Every line in the data must be transcribed exactly.

Referring expression data
------------
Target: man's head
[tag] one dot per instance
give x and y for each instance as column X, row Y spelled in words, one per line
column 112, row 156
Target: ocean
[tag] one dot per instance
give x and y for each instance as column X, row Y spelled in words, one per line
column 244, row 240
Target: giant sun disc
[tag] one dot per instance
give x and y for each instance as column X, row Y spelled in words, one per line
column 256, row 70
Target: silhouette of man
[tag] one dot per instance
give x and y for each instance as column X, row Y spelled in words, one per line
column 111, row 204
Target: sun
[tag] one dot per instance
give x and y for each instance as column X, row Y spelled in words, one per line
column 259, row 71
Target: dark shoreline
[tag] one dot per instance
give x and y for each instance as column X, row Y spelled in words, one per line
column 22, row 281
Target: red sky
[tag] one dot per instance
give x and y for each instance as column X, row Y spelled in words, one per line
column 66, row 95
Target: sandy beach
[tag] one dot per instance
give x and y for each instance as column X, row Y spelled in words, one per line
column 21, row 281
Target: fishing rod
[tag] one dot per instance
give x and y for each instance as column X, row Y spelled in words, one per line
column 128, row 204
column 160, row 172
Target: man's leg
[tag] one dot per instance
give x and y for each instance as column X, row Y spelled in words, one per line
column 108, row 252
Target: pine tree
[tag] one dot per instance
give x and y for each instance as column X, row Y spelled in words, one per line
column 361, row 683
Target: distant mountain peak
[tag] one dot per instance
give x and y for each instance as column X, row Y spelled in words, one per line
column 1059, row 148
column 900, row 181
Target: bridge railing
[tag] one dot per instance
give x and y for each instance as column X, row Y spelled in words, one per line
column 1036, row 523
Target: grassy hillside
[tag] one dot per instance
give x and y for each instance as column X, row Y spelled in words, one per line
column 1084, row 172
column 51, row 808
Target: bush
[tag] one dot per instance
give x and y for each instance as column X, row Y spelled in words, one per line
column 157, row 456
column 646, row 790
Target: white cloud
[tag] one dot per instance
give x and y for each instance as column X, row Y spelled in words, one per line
------------
Expected output
Target: man's head
[tag] one dot per instance
give x and y for each instance as column X, row Y spelled in words, one per line
column 112, row 156
Target: ocean
[tag] one dot per instance
give x and y for each instance as column X, row Y spelled in words, one per line
column 244, row 240
Target: giant sun disc
[tag] one dot per instance
give x and y for each instance as column X, row Y spelled in words, one per line
column 256, row 70
Target: silhouette of man
[tag] one dot per instance
give x and y for each instance as column X, row Y spelled in words, one per line
column 111, row 204
Target: sun
[tag] one dot per instance
give x and y for each instance as column X, row Y spelled in words, one per line
column 259, row 71
Target: dark shoreline
[tag] one dot per instance
give x and y for each instance as column X, row Y spelled in words, one per line
column 22, row 281
Target: red sky
[tag] one dot per instance
give x and y for each instance as column X, row Y spelled in words, one per line
column 66, row 95
Target: sandy beach
[tag] one dot per instance
give x and y for each instance as column X, row Y spelled in words, one per line
column 21, row 281
Target: fishing rod
[tag] one dot per instance
give x and y for each instance as column X, row Y spelled in words, one per line
column 128, row 204
column 160, row 172
Target: man's leg
[tag] one dot per instance
give x and y for each instance as column X, row Y spelled in words, one per line
column 108, row 252
Target: pine tree
[tag] one dot per instance
give x and y for each instance as column X, row Y spelled in words, one per line
column 361, row 683
Target: distant mountain peak
[tag] one dot per instance
give x and y for each instance as column X, row Y spelled in words, one per line
column 1059, row 148
column 900, row 181
Target: bridge railing
[tag] one dot per instance
give x and y for each instance as column X, row Y spelled in words, one per line
column 1036, row 523
Target: grassy hillside
[tag] one dot per instance
give x and y for each instance as column X, row Y spelled in words, one per line
column 1084, row 172
column 51, row 808
Target: bush
[tag] one dot per instance
give x and y for each instance as column X, row Y spelled in words, one per line
column 157, row 456
column 646, row 790
Target: white cloud
[tag] one dot per instance
give x and y for each instance as column X, row Y spelled in words, one per line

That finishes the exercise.